PASSAGE FOR REVIEW —

NO ONE can begrudge the survivors of the terrible Tuskegee syphilis deception the apology that President Clinton tendered them last week. The sickness and suffering that they and hundreds of other black men from Alabama were made to endure was sadistic beyond words; that the sadism was carried out by the US Public Health Service made it all the more atrocious.
![]() President Clinton offered a formal apology for the the U.S. government's sadistic treatment of syphilis patients at the Tuskegee Institute in Alabama in the 1930s. |
"The United States did something that was wrong — profoundly, morally wrong," said Clinton during a White House ceremony. "What the United States government did was shameful, and I am sorry."
Clinton's apology was moving. He spoke with dignity. His eyes teared up. But there is no doubt that this apology meant more to the men who received it than it did to the man who delivered it. After all, Clinton never did the Tuskegee victims any harm. The syphilis study was launched in the 1930s. This was Franklin Roosevelt's grievous sin, not Bill Clinton's. The president's apology was certainly deserved, but it was also easy: He was apologizing for someone else's wrongdoing.

EXERCISE A — In the passage on the Tuskegee apology, list every sentence that has fewer than five words.
EXERCISE B — Rewrite the passage on the Tuskegee apology, starting with "Clinton's apology was" and going on through "someone else's wrongdoing.", with "apology" renamed to "statement".
None of the saved data is needed here.

Saved data entries

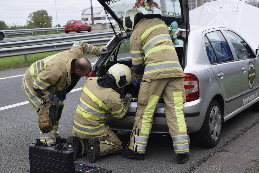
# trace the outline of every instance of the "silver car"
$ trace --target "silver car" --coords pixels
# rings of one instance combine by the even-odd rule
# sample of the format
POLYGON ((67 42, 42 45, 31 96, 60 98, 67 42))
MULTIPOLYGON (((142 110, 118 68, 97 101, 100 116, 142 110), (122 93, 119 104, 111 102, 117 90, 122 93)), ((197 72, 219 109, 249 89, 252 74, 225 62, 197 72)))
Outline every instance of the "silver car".
MULTIPOLYGON (((134 4, 135 7, 138 5, 135 0, 98 1, 120 26, 122 15, 135 6, 134 4), (119 8, 123 5, 123 9, 119 8)), ((152 4, 144 4, 144 7, 140 6, 138 9, 148 18, 162 19, 168 26, 175 20, 178 23, 181 33, 178 38, 180 44, 176 46, 175 49, 185 74, 186 101, 184 111, 188 130, 196 133, 196 138, 200 145, 214 146, 219 139, 224 121, 251 105, 259 110, 257 102, 259 100, 259 79, 255 73, 259 71, 259 51, 256 49, 257 56, 249 44, 229 28, 191 26, 190 29, 189 22, 186 23, 189 21, 187 1, 160 2, 161 4, 153 6, 152 13, 148 10, 152 8, 152 4), (150 8, 147 8, 148 5, 150 8), (157 9, 157 6, 163 9, 157 9), (170 13, 169 9, 172 12, 170 13)), ((114 36, 107 45, 110 53, 98 57, 91 76, 101 76, 117 63, 132 67, 130 37, 124 31, 114 36)), ((118 120, 107 116, 107 123, 112 129, 132 130, 138 91, 132 83, 118 91, 122 97, 129 92, 134 99, 125 119, 118 120)), ((161 98, 155 111, 151 132, 169 133, 164 106, 161 98)))

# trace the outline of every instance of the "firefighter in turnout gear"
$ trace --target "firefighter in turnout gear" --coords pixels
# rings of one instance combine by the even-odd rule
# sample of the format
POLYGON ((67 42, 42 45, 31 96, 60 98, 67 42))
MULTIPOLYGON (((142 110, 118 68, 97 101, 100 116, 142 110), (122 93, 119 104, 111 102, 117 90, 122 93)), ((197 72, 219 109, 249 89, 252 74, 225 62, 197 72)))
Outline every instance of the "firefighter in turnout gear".
POLYGON ((106 47, 76 42, 70 49, 39 60, 29 68, 21 87, 39 114, 41 141, 49 145, 66 142, 57 131, 63 101, 80 77, 88 75, 91 69, 89 61, 80 57, 84 54, 98 56, 108 52, 106 47))
POLYGON ((121 99, 115 89, 129 84, 131 79, 130 68, 116 64, 102 77, 89 77, 85 83, 74 118, 75 136, 67 138, 68 148, 76 157, 87 154, 93 163, 98 157, 121 152, 122 143, 106 124, 106 117, 109 113, 116 119, 125 117, 132 96, 128 93, 121 99))
POLYGON ((184 163, 190 157, 189 140, 183 110, 186 101, 184 74, 180 65, 168 26, 160 19, 147 19, 139 11, 128 10, 123 27, 131 34, 130 43, 136 80, 140 84, 137 109, 130 141, 121 156, 143 159, 160 97, 171 136, 177 162, 184 163))

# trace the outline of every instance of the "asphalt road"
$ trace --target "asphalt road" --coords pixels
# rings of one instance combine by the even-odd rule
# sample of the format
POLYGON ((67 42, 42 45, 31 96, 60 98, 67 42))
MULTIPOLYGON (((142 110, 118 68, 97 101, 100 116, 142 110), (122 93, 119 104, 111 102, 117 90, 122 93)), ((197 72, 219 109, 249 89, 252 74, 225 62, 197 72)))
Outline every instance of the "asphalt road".
POLYGON ((87 31, 82 31, 80 33, 77 33, 76 32, 69 32, 68 34, 66 34, 65 33, 65 31, 64 31, 63 33, 62 33, 61 34, 50 34, 49 35, 41 35, 28 36, 24 37, 4 38, 3 40, 0 41, 0 43, 3 43, 6 42, 11 42, 12 41, 23 41, 25 40, 34 40, 35 39, 40 39, 43 38, 53 38, 54 37, 64 37, 65 36, 70 36, 71 35, 79 35, 87 34, 92 34, 93 33, 99 33, 102 32, 109 32, 112 31, 112 29, 110 29, 107 30, 92 30, 90 32, 89 32, 87 31))
MULTIPOLYGON (((24 74, 27 68, 0 71, 0 110, 4 106, 27 101, 21 89, 22 76, 1 78, 24 74)), ((85 80, 81 78, 75 88, 82 87, 85 80)), ((79 90, 68 94, 64 101, 59 130, 63 136, 72 135, 73 118, 81 92, 79 90)), ((0 172, 24 172, 29 170, 28 146, 35 141, 39 135, 38 116, 35 110, 29 104, 0 110, 0 172)), ((95 164, 109 169, 114 173, 189 172, 258 122, 258 113, 248 108, 223 124, 219 142, 212 148, 196 145, 191 134, 191 157, 184 164, 176 163, 170 136, 152 134, 144 160, 110 155, 98 158, 95 164)), ((117 134, 125 147, 130 133, 119 131, 117 134)), ((86 156, 76 162, 90 163, 86 156)))

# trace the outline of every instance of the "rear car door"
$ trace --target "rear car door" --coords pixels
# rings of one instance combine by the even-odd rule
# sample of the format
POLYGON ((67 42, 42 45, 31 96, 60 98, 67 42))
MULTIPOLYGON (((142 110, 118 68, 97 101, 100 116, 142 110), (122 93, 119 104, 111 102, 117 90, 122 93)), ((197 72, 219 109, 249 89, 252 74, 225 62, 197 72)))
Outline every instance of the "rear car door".
POLYGON ((227 111, 230 113, 240 107, 242 76, 239 62, 234 61, 230 48, 220 30, 207 31, 204 35, 211 67, 222 90, 227 111))
POLYGON ((259 80, 256 72, 259 71, 259 62, 243 39, 232 31, 224 30, 224 32, 233 46, 241 69, 242 107, 258 96, 259 80))

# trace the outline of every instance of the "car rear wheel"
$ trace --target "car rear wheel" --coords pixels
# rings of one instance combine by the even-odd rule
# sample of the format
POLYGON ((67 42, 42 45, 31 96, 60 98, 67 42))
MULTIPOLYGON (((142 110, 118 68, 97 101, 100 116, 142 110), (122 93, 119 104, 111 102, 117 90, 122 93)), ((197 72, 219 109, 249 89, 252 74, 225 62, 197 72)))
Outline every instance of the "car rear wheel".
POLYGON ((78 28, 78 29, 77 29, 77 30, 76 31, 76 32, 78 33, 80 33, 81 32, 81 28, 78 28))
POLYGON ((195 134, 195 140, 198 145, 208 147, 217 145, 221 134, 221 114, 219 103, 215 100, 212 100, 207 110, 202 128, 195 134))
POLYGON ((0 33, 0 40, 3 40, 4 39, 4 34, 3 33, 0 33))

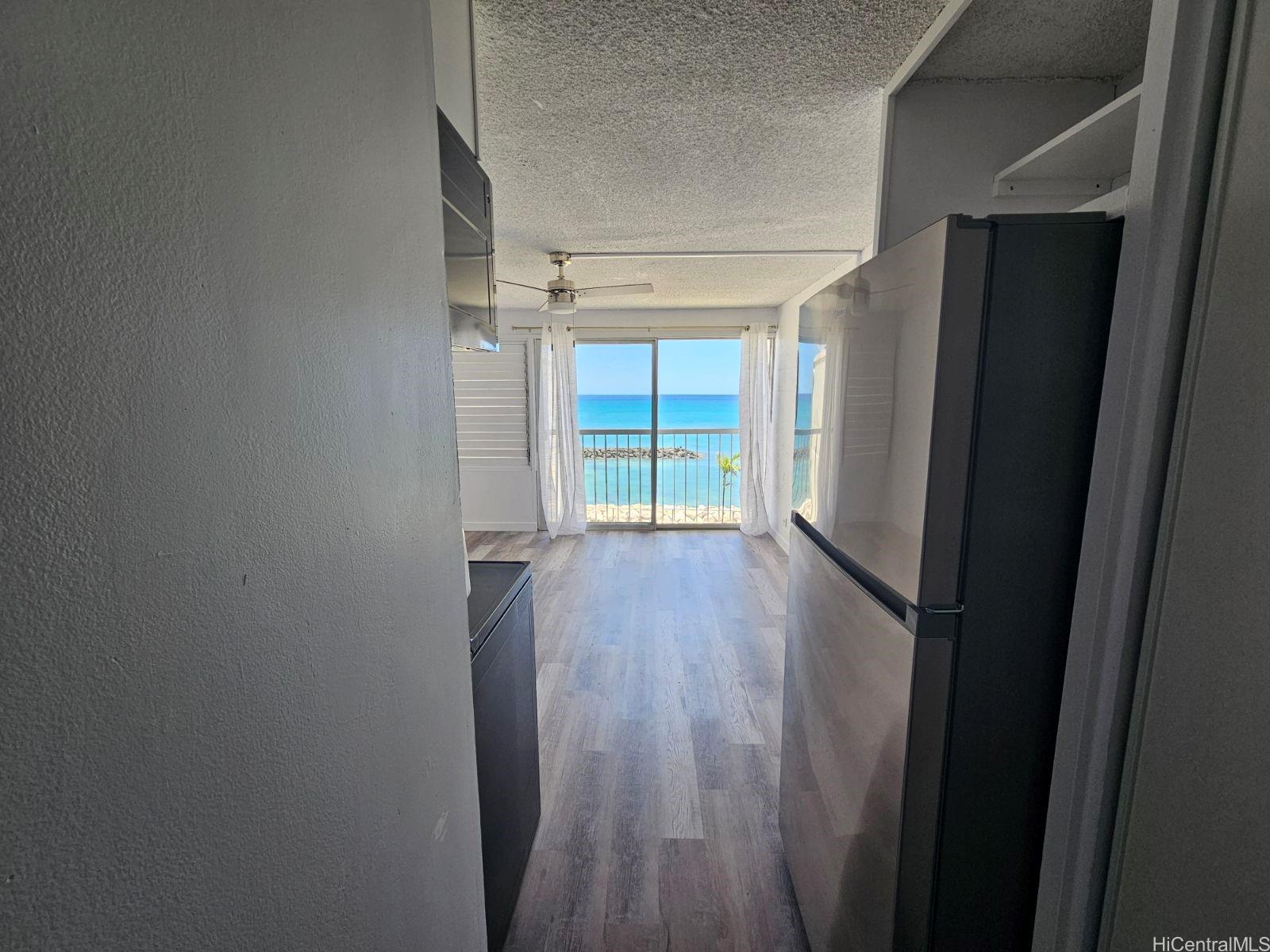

ANSWER AREA A —
Clinton's apology was moving.
He spoke with dignity.
His eyes teared up.

ANSWER AREA B —
Clinton's statement was moving. He spoke with dignity. His eyes teared up. But there is no doubt that this statement meant more to the men who received it than it did to the man who delivered it. After all, Clinton never did the Tuskegee victims any harm. The syphilis study was launched in the 1930s. This was Franklin Roosevelt's grievous sin, not Bill Clinton's. The president's statement was certainly deserved, but it was also easy: He was apologizing for someone else's wrongdoing.